[Extracted records]
::::

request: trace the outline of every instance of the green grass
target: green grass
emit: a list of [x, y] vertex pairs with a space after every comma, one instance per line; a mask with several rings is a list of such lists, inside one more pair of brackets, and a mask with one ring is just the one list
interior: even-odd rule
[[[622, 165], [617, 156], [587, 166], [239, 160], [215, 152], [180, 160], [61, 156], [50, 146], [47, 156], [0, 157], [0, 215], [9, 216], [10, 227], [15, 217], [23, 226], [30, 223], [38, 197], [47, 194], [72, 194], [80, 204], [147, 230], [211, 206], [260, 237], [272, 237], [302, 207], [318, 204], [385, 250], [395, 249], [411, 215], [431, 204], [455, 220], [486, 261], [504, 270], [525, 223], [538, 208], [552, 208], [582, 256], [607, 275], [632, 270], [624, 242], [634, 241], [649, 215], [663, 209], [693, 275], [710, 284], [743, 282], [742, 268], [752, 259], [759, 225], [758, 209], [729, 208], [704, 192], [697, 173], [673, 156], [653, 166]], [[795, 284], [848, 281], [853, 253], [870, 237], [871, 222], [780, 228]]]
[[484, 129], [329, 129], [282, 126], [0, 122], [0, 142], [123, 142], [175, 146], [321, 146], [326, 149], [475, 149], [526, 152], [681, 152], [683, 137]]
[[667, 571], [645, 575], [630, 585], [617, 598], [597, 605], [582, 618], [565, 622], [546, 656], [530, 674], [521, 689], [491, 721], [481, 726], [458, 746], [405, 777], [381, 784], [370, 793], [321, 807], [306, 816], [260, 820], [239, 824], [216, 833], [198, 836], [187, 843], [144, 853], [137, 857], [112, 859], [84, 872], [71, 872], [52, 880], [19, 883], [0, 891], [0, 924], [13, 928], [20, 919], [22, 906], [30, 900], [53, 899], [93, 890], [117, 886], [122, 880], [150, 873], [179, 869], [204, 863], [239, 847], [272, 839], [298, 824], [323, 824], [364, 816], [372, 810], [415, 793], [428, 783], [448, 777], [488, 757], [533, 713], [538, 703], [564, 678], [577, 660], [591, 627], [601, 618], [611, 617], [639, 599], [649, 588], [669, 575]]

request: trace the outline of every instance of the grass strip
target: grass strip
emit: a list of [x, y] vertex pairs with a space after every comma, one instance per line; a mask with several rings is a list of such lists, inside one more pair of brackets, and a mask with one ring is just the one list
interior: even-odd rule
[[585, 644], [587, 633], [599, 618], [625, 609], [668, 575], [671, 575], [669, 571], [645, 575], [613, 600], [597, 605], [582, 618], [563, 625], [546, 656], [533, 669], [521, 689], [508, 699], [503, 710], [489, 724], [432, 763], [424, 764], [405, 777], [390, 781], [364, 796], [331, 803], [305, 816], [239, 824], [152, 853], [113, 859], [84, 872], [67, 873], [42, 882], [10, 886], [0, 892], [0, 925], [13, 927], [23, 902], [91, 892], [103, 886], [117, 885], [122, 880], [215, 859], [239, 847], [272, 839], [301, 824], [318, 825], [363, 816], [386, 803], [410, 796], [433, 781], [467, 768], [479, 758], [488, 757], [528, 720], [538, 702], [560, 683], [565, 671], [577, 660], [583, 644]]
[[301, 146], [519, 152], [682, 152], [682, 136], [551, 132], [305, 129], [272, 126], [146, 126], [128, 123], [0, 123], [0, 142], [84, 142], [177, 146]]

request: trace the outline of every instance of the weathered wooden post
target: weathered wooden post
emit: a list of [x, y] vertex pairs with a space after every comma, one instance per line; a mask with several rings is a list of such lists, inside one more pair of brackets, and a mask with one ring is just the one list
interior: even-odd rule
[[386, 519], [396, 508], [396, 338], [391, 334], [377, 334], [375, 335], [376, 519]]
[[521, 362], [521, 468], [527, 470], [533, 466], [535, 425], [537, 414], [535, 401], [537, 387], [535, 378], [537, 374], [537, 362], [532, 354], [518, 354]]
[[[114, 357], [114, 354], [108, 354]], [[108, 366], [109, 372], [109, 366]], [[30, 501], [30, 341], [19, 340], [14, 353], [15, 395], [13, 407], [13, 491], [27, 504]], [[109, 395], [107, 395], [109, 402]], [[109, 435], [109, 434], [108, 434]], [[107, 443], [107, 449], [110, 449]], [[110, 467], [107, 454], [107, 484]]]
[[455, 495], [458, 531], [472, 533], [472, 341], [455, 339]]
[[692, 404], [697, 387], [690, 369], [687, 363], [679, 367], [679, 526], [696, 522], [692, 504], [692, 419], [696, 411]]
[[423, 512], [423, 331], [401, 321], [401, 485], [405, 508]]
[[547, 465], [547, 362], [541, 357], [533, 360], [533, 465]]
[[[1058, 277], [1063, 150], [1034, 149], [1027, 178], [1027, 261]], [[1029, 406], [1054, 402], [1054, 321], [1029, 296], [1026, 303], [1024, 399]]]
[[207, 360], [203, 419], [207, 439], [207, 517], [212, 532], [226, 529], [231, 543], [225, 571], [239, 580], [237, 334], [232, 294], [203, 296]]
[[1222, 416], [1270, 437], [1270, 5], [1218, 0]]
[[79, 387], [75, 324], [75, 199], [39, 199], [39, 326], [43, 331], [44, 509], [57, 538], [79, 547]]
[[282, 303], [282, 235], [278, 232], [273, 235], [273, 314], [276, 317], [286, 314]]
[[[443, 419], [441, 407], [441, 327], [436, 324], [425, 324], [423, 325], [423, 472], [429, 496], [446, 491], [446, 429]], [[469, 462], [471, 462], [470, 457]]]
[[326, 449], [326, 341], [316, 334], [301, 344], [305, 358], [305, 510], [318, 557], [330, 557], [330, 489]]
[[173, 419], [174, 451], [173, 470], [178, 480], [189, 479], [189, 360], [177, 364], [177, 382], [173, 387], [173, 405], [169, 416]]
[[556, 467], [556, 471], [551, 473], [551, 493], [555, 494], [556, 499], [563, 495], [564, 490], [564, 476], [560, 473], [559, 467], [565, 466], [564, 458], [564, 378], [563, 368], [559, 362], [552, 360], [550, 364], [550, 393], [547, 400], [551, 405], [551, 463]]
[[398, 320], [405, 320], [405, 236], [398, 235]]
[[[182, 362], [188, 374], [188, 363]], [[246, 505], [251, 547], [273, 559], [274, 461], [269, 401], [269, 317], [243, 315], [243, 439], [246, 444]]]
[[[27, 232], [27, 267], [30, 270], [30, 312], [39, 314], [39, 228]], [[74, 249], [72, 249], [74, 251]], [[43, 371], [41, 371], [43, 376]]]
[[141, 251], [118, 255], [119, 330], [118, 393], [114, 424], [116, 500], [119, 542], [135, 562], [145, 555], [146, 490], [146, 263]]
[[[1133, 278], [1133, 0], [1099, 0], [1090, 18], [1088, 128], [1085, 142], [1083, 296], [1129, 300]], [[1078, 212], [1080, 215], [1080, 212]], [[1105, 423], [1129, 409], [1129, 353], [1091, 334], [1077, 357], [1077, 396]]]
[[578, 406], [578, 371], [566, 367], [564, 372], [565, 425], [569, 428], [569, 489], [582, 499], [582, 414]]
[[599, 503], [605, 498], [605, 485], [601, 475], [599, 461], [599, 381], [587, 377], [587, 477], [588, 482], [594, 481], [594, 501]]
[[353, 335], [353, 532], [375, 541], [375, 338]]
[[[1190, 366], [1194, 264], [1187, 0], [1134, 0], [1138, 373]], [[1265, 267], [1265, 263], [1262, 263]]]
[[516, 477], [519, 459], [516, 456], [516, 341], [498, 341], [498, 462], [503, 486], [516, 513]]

::::

Reproduce the records above exactly, taking only the stretch from the line that contains "request: trace the outline of every instance of the weathered" through the line that contains "335], [376, 519]]", with both of those lines included.

■ Result:
request: trace the outline of every instance of the weathered wooden post
target: weathered wooden post
emit: a list of [x, y] vertex pairs with a space after every comma, one instance per line; a mask with several rings is a list of such lists, inside one more pair of brackets, and a mask with one ring is just the one list
interior: even-odd rule
[[386, 519], [396, 508], [396, 338], [391, 334], [377, 334], [375, 335], [376, 519]]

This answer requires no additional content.